[Start of Page]
The wacky world of immigration

 

I love the printed word, love having something informative and solid and paper at ready in my hands when I recline on my patio with a nice IPA. But as a magazine writer, I have to say: There are serious drawbacks to being constrained by a tight print schedule. Sometimes, right after your story goes to press and a week before it's actually in anyone's mailbox, it's already outdated. I mean, just look at how fast news on immigration reform has been churning out.

Which is why I will now stop whining and exploit the intertubes to both update and augment a story of mine that you'll find in the latest oh-so-delectable print version of High Country News.
[End of Page]
[Start of Data shown]
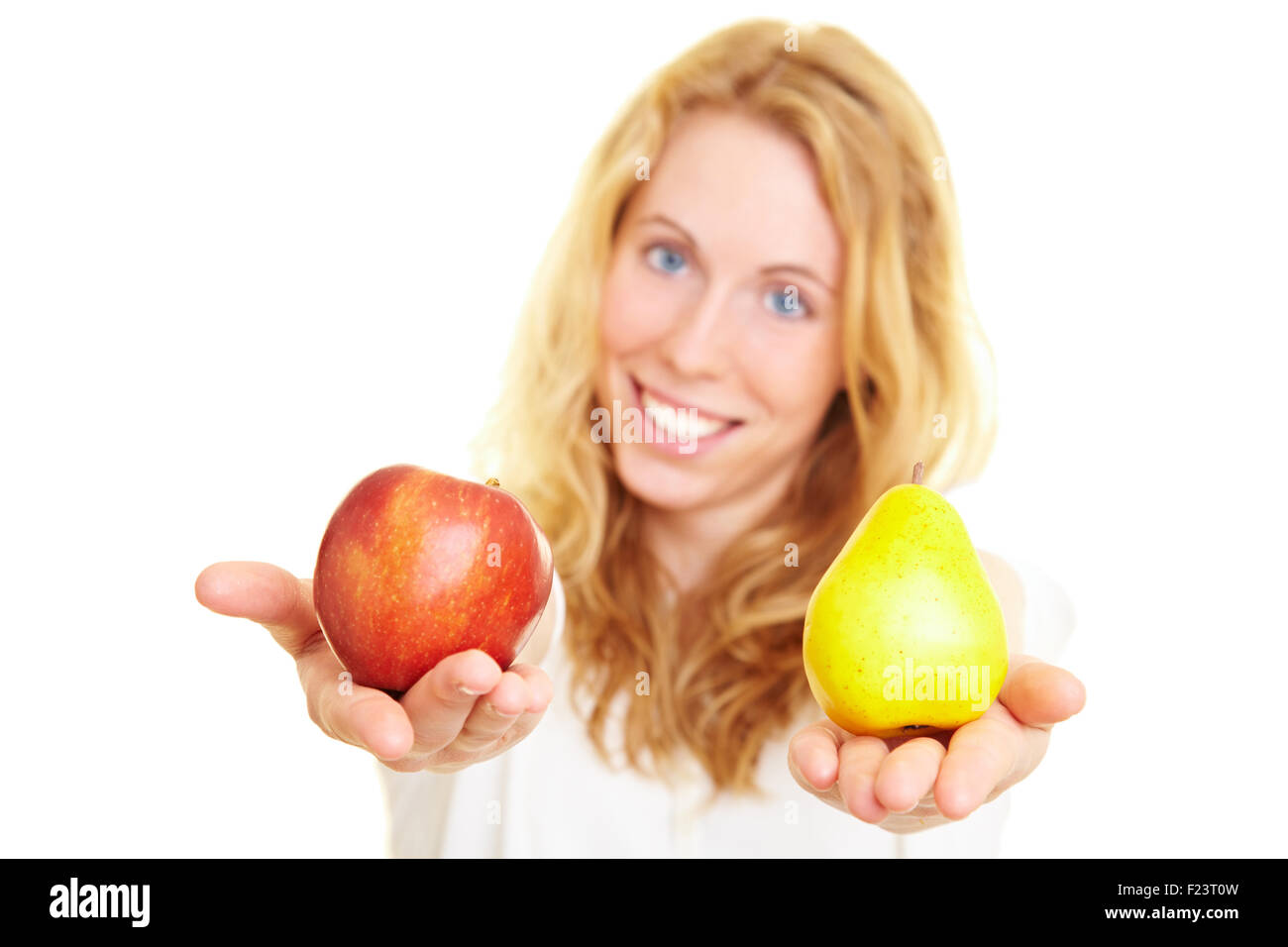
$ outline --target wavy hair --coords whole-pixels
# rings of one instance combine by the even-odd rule
[[[756,791],[764,743],[811,701],[805,607],[872,502],[909,479],[976,477],[996,437],[993,352],[971,309],[944,148],[900,76],[844,30],[777,19],[723,28],[650,76],[594,146],[524,301],[500,402],[471,445],[545,528],[568,600],[581,713],[603,759],[671,778],[685,752],[714,790]],[[792,48],[795,45],[795,48]],[[788,491],[676,595],[639,541],[643,504],[591,438],[600,287],[636,160],[676,119],[721,107],[813,155],[842,234],[845,390]],[[796,568],[784,568],[795,544]],[[636,674],[649,697],[632,698]],[[613,711],[622,701],[623,713]]]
[End of Data shown]
*To be done*. In the piece on immigration, which publication's latest print version carries the writer's story?

*Answer for the task*. High Country News.